• Document section
**********

I am beyond thrilled to have the awesome Chuck Wendig on the blog today. Chuck was kind enough to answer a few of my questions about his brand new release, Blackbirds (feel free to check out my review), and I’m giving away a copy, so check out the details at the bottom of the post!
Please welcome Chuck to the blog!
Chuck, in your words, you’ve written a “metric boatload” of writing related ebooks (not to mention Shotgun Gravy) and you’re the author of Double Dead, plus the upcoming Blackbirds and Mockingbird. What made you finally take the plunge and write the crass, terrifying, and utterly wonderful Double Dead? Did you happy dance when you found out you sold it?
I did not actually sell it in the traditional sense. Abaddon liked my other work and said, “Hey, pitch us something for one of our established book lines.” So, I thought, I’ll pitch them a zombie story for their zombie-themed novel line, TOMES OF THE DEAD. Except for some reason by brain kept thinking about vampires? I was like, “Bad brain! Bad!” and I swatted myself with a newspaper.
But then, suddenly, I got a little vampire chocolate in my zombie peanut butter, and the pitch for DOUBLE DEAD was born. They wanted a chapter-by-chapter outline, so I write one up – and boom, they said “Sure, okay.” They must’ve been drunk or something that day.
I hear it was their fastest selling title of 2011. Enough to earn an e-book sequel – BAD BLOOD.
I’m so excited for the Blackbirds release! Can you tell us a little about it?
I can tell you all about it. Miriam Black knows how you’re going to die. All she needs to do is touch you and she can see the time and manner of your demise, though not the place. She believes she discovers a grim truth about this—nothing she can do will thwart the deaths. And so she lives as kind of a vulture, waiting for people to die and, in effect, looting their corpses.
That’s her at the start of BLACKBIRDS. She soon meets a truck driver whose “death vision” seems connected to Miriam in some way she cannot understand—is she somehow going to be responsible for his death? It renews her quest to see if fate can be overturned, if the reaper’s blade can be turned away. Fate versus free will, with some troubled romance and freaky horror thrown in for good measure!
What are a few of your favorite writers and/or books?
I’ll read anything by the following authors: Robert McCammon, Joe Lansdale, Bradley Denton, Christopher Moore.
What are you reading now?
I’m fortunate enough to have an ARC of McCammon’s THE PROVIDENCE RIDER, the next Matthew Corbett book. So good. Adventure! Horror! Danger! Mystery!
What’s one of your most unusual writing habits?
Gosh, I don’t know if I have unusual habits in terms of writing. I like to drink a draught of bat’s blood before I write, and I can only write wearing a dead possum pubic wig, but that’s, y’know, that’s everyone. I’m nothing unusual there.
What’s the worst thing anyone’s ever said or written about your work?

**********

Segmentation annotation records

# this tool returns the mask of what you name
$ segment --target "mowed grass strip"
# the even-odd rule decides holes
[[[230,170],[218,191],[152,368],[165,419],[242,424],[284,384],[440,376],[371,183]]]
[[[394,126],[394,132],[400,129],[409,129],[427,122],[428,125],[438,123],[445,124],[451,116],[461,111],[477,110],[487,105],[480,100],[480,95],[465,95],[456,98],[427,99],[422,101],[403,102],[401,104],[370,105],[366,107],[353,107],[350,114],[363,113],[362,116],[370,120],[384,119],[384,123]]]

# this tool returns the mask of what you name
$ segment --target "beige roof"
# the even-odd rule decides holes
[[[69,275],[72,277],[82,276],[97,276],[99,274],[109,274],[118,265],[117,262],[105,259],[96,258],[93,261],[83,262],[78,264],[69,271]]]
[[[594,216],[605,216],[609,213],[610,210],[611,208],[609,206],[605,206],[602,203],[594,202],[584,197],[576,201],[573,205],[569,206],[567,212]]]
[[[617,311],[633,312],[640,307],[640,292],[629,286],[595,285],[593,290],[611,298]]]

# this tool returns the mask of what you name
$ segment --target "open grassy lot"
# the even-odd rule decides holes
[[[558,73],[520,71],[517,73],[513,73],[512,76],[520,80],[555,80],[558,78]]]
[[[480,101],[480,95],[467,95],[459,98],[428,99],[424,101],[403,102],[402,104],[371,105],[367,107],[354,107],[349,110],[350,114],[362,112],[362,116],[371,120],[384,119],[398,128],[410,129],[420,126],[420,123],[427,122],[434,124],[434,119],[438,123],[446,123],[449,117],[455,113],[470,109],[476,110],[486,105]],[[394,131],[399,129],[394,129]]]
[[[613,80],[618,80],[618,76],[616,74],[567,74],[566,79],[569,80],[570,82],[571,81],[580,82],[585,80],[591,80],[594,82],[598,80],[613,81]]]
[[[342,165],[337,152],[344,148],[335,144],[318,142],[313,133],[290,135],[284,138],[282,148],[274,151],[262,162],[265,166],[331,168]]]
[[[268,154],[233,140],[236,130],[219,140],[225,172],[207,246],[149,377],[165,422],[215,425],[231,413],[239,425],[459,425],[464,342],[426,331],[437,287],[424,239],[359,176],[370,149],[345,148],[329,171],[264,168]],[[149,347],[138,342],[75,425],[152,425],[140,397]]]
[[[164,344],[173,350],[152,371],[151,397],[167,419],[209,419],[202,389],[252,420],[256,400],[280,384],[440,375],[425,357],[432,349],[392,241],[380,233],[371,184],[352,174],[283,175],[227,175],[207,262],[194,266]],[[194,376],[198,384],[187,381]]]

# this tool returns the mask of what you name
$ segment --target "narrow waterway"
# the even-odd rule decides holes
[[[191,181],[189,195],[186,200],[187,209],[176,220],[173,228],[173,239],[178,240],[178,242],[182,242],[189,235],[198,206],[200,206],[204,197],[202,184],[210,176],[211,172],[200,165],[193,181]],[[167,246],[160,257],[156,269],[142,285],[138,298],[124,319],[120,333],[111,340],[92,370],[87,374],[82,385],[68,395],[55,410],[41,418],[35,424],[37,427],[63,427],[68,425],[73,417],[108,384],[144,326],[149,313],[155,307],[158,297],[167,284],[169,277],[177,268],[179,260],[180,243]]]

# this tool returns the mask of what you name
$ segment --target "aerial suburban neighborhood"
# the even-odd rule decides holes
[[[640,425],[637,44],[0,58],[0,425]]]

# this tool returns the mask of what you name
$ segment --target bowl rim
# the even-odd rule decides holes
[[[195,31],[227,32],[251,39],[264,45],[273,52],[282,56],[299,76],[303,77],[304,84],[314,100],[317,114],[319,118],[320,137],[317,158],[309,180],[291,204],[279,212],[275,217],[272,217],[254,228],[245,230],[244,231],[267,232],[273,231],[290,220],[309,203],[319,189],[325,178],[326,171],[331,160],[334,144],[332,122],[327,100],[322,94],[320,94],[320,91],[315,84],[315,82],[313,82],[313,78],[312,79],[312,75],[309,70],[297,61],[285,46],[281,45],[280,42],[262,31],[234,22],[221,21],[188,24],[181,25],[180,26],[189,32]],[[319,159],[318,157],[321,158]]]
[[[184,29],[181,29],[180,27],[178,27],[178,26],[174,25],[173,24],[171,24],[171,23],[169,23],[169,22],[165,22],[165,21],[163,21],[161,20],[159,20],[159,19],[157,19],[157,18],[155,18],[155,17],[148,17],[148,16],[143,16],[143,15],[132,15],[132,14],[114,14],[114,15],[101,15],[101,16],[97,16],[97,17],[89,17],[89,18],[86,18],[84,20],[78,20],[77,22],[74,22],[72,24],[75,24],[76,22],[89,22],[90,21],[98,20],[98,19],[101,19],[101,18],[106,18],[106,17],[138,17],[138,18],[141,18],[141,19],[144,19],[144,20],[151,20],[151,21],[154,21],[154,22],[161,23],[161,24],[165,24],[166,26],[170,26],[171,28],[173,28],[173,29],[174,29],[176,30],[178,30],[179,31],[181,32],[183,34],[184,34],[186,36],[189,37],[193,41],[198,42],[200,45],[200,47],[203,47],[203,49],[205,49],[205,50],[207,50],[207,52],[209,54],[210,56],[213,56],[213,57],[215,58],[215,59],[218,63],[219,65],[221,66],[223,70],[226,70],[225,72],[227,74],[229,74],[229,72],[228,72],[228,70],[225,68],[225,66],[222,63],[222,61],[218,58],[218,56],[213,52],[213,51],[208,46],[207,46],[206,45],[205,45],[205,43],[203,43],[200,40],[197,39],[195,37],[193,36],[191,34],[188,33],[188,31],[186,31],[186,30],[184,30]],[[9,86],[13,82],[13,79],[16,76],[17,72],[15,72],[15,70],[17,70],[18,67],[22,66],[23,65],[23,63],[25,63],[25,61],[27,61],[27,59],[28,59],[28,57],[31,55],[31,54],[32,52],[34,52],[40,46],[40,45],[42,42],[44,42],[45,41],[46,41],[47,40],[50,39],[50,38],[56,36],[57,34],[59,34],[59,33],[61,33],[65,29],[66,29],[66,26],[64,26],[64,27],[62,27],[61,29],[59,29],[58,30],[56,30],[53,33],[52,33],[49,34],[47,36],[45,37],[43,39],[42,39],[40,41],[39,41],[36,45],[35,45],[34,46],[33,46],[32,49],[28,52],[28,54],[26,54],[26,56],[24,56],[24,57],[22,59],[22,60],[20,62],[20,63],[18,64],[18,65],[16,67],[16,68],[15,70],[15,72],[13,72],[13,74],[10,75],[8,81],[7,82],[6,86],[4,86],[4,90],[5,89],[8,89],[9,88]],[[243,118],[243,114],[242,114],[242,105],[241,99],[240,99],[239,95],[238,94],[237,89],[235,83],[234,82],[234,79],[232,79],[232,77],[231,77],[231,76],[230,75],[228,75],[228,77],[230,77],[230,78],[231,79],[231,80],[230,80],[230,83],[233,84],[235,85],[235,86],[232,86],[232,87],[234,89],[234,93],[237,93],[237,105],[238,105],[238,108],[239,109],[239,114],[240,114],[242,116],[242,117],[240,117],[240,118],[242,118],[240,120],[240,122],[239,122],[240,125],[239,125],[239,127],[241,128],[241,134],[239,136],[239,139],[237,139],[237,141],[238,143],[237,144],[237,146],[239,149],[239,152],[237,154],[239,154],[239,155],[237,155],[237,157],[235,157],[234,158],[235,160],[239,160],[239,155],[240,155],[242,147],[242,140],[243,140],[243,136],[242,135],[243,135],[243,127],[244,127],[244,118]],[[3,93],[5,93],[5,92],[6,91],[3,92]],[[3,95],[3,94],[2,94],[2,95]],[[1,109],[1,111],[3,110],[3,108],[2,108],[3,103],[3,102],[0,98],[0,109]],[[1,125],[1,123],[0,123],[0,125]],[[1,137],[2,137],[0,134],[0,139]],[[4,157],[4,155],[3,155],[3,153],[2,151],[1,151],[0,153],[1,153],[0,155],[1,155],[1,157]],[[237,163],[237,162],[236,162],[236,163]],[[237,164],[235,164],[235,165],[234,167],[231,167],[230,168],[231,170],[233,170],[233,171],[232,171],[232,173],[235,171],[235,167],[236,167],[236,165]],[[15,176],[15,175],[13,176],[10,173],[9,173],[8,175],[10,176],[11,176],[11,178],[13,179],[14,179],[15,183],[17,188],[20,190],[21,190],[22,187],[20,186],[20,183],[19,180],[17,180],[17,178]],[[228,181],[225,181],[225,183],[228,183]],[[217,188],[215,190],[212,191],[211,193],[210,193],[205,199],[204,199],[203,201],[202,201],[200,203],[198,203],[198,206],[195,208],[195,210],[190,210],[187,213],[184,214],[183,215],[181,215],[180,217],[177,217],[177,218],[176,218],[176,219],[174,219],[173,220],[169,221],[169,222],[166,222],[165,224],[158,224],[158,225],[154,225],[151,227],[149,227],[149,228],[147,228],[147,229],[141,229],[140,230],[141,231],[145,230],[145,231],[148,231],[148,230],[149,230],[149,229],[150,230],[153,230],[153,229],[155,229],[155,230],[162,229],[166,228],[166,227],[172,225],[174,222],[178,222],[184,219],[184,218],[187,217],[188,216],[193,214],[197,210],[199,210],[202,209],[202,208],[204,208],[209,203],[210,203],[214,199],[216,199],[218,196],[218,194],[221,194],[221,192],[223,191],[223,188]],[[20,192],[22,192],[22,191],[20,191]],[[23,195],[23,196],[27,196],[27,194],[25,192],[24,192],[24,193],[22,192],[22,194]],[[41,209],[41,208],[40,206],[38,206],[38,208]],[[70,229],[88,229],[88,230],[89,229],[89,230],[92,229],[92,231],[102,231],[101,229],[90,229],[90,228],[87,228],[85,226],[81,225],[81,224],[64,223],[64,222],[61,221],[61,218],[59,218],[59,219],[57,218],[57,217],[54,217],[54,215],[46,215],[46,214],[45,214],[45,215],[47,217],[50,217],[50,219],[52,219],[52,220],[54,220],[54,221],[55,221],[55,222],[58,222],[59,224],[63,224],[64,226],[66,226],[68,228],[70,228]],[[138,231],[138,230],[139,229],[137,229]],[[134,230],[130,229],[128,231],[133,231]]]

**********

• Goals
**1)** Answer these questions using the Chuck Wendig interview:
(a) What is the name of Abaddon's zombie-themed novel line?
(b) What is the title of the e-book sequel to Double Dead?
(c) Which Matthew Corbett book is being read in an ARC?
**2)** Duplicate the passage of the Chuck Wendig interview starting with "What’s one of" and going on through "nothing unusual there.".
**3)** Translate this sentence from the Chuck Wendig interview into Spanish: "She believes she discovers a grim truth about this—nothing she can do will thwart the deaths."

• Answers to the exercise
**1)**
(a) TOMES OF THE DEAD
(b) BAD BLOOD
(c) THE PROVIDENCE RIDER

**2)**
What’s one of your most unusual writing habits?
Gosh, I don’t know if I have unusual habits in terms of writing. I like to drink a draught of bat’s blood before I write, and I can only write wearing a dead possum pubic wig, but that’s, y’know, that’s everyone. I’m nothing unusual there.

**3)** Cree que descubre una verdad sombría al respecto: nada de lo que pueda hacer evitará las muertes.